§ STATED EXERCISE
Scale the data starting with the line that contains "To accomplish the task, the agent needs to click the gray" and going on through the line that contains "0 253 800 533", reproducing every line in that span. Multiply each bounding-box coordinate in the answers by 0.7 and round to whole numbers, with halves rounded up, while leaving all other lines unchanged.

++++ LISTING

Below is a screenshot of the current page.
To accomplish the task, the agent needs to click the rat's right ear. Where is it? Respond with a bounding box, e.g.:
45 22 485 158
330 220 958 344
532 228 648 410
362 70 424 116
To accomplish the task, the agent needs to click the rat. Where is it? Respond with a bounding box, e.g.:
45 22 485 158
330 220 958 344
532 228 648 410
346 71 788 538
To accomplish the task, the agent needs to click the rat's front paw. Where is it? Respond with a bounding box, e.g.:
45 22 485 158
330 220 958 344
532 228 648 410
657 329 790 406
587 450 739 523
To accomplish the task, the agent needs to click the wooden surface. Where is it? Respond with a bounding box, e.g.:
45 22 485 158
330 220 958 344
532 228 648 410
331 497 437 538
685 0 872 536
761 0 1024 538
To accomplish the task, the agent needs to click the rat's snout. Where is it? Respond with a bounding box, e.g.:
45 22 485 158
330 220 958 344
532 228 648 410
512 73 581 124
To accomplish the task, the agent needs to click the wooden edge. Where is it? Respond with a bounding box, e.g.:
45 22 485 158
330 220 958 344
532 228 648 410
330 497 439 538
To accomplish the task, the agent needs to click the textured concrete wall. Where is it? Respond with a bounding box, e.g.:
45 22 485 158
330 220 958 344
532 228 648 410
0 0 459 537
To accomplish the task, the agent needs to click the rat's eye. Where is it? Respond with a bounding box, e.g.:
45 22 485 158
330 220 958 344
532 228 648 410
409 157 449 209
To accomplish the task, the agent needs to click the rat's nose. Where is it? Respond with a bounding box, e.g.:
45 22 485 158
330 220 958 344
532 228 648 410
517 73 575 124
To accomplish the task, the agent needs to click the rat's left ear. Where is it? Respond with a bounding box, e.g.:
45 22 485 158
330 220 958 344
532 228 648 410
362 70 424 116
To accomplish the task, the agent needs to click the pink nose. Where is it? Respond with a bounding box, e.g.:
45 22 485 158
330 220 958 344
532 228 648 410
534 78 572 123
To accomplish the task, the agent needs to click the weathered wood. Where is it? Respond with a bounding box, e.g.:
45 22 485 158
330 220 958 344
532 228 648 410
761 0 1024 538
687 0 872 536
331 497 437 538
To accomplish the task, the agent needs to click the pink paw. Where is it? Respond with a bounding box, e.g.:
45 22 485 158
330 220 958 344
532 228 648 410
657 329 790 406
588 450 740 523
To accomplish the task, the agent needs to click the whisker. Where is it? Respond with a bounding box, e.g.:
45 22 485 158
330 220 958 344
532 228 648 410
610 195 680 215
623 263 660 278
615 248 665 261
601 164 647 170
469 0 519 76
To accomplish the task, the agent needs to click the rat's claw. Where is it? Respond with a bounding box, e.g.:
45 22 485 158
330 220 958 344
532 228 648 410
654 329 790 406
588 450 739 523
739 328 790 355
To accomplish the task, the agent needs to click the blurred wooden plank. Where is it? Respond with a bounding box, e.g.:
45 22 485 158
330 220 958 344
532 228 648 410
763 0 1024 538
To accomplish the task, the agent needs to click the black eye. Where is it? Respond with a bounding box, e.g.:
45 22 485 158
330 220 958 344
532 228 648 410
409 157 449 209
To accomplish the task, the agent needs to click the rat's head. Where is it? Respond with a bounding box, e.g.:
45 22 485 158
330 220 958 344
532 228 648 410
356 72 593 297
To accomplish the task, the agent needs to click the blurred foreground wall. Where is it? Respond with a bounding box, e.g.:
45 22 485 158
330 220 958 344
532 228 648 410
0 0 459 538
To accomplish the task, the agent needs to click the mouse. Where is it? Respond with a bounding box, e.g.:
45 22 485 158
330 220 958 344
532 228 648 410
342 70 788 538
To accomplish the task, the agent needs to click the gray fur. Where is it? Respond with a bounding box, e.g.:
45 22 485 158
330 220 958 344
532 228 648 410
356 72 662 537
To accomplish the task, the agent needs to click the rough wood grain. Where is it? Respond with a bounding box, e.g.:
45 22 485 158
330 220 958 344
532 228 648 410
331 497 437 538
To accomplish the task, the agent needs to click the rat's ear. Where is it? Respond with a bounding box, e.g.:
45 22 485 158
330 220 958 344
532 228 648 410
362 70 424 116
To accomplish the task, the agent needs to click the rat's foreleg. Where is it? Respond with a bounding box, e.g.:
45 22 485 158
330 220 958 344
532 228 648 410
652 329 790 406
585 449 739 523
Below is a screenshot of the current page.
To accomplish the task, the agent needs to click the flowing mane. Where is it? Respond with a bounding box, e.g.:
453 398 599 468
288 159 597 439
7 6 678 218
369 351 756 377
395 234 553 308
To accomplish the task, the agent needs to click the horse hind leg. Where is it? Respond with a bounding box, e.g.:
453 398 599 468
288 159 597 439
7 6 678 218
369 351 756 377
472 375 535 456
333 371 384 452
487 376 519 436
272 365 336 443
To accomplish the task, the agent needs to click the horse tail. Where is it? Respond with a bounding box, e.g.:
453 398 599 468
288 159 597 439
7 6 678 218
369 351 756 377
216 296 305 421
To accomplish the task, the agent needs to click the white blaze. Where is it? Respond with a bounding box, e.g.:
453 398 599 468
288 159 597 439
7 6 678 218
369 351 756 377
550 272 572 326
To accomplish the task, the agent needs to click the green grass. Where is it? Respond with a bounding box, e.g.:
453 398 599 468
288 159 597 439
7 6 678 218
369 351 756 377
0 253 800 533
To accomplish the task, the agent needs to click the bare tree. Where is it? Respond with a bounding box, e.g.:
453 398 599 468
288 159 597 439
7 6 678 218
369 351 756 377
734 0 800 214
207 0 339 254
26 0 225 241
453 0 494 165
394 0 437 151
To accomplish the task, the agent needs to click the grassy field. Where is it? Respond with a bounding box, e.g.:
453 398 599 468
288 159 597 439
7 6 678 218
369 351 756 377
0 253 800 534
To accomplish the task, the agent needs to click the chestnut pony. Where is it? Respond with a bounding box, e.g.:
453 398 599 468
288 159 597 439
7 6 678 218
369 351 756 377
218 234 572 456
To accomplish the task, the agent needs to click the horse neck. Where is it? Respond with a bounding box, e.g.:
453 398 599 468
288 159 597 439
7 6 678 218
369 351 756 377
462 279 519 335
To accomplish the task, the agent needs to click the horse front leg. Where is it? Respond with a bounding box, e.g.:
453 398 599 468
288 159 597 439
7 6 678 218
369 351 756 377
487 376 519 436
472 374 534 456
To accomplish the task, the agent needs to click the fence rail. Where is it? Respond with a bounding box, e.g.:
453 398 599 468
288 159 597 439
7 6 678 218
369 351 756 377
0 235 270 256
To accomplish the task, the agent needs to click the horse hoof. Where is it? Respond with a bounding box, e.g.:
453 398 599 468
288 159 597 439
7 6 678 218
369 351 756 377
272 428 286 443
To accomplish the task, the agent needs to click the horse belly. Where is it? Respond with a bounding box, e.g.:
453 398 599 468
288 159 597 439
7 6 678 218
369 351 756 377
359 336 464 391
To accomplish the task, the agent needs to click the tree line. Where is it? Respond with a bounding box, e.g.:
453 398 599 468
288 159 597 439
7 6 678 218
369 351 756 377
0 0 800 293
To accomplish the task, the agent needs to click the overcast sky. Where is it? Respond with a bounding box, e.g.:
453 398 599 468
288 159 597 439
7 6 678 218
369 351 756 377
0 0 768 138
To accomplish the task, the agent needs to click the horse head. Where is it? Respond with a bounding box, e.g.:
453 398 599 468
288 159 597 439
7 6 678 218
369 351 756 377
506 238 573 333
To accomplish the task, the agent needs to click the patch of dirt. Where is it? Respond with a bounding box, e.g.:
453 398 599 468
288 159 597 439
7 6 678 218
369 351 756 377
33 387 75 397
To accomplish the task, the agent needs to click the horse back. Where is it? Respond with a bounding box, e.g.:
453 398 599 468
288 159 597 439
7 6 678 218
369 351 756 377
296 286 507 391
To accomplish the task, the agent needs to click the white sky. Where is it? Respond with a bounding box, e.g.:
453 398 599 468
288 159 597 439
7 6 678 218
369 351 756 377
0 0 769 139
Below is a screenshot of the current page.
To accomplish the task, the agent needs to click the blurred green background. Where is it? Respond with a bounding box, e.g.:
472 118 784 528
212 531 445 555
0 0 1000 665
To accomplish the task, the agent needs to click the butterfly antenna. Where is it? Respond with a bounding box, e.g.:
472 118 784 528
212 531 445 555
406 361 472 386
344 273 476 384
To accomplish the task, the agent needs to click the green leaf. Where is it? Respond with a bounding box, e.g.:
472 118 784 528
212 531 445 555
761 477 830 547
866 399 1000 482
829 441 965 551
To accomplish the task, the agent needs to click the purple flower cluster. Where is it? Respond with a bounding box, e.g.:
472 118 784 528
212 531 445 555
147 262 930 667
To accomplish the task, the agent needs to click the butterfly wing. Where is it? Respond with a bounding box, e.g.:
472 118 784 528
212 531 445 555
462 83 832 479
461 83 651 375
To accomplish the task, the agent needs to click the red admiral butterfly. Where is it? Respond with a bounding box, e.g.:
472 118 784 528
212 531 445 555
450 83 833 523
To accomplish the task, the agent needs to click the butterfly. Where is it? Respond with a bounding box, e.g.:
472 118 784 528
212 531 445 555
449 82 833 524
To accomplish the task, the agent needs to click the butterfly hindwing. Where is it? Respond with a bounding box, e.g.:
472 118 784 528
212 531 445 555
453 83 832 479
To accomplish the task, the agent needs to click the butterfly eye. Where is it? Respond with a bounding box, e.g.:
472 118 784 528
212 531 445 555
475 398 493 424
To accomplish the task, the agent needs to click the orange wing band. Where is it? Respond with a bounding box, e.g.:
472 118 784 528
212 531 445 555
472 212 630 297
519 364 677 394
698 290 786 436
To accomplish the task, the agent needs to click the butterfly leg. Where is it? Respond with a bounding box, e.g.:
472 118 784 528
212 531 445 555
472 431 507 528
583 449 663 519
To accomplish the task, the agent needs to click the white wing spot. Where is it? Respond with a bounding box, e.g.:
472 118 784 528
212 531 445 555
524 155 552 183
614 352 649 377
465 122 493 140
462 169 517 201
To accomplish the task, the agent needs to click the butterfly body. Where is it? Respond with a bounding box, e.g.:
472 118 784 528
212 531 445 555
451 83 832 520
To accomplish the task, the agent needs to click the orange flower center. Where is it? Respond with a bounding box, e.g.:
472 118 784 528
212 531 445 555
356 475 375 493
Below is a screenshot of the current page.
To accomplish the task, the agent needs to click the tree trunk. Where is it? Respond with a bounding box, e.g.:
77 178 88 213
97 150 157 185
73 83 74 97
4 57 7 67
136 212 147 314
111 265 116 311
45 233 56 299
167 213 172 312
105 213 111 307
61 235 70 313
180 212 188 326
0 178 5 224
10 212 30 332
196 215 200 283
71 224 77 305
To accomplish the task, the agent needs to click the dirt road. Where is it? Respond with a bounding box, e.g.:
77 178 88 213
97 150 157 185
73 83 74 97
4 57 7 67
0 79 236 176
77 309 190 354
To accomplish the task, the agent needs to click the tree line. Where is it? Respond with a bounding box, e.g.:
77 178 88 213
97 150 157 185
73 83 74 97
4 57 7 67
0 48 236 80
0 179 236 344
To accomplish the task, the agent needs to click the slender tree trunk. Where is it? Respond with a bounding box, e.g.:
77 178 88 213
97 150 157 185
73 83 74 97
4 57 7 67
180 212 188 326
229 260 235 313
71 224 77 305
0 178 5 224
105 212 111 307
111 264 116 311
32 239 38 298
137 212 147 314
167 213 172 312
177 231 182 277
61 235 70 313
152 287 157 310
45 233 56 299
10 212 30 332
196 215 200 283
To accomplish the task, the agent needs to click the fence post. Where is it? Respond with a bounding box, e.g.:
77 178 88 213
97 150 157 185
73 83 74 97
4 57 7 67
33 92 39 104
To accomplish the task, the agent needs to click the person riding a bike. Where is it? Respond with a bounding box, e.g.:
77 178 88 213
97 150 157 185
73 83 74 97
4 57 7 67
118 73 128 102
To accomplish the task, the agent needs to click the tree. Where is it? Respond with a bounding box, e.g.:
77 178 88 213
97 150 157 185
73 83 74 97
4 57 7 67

++++++++

§ RESULT BELOW
To accomplish the task, the agent needs to click the gray fur. Where is it? Respond with a bounding box, e.g.:
45 22 485 158
330 220 958 344
532 228 648 410
249 50 463 376
To accomplish the task, the agent needs to click the rough wood grain. Where is it? Respond with a bounding box, e.g.:
45 22 485 158
330 220 958 344
532 228 648 410
232 348 306 377
To accomplish the task, the agent needs to click the rat's ear. Where is it? Respond with a bounding box, e.g.:
45 22 485 158
330 220 958 344
532 228 648 410
253 49 297 81
To accomplish the task, the agent needs to click the rat's foreleg. Where is it? Respond with a bounding box, e.g.:
45 22 485 158
330 220 958 344
532 228 648 410
456 230 553 284
410 314 517 366
Below is a screenshot of the current page.
To accomplish the task, the agent needs to click the flowing mane. Where is it? Respond with a bounding box, e.g.:
453 398 599 468
288 159 597 439
7 6 678 218
369 351 756 377
277 164 387 216
To accomplish the task, the agent needs to click the horse hind leg. Where is it? Respond with a bounding box, e.g.:
453 398 599 468
288 159 597 439
7 6 678 218
369 351 756 377
330 263 375 319
233 260 269 316
341 263 363 305
190 256 235 310
To accomplish the task, the agent needs to click the horse tail. Where is it? Respond with a bounding box, e.g.:
453 398 599 468
288 159 597 439
7 6 678 218
369 351 756 377
151 207 214 295
To accomplish the task, the agent needs to click the white blaze. Where is it? Respond with a bounding box, e.g.:
453 398 599 468
288 159 597 439
7 6 678 218
369 351 756 377
385 190 400 228
To accomplish the task, the agent needs to click the green grass. Where is it? Respond with a bounding box, e.g.:
453 398 599 468
288 159 597 439
7 6 678 218
369 351 756 377
0 177 560 373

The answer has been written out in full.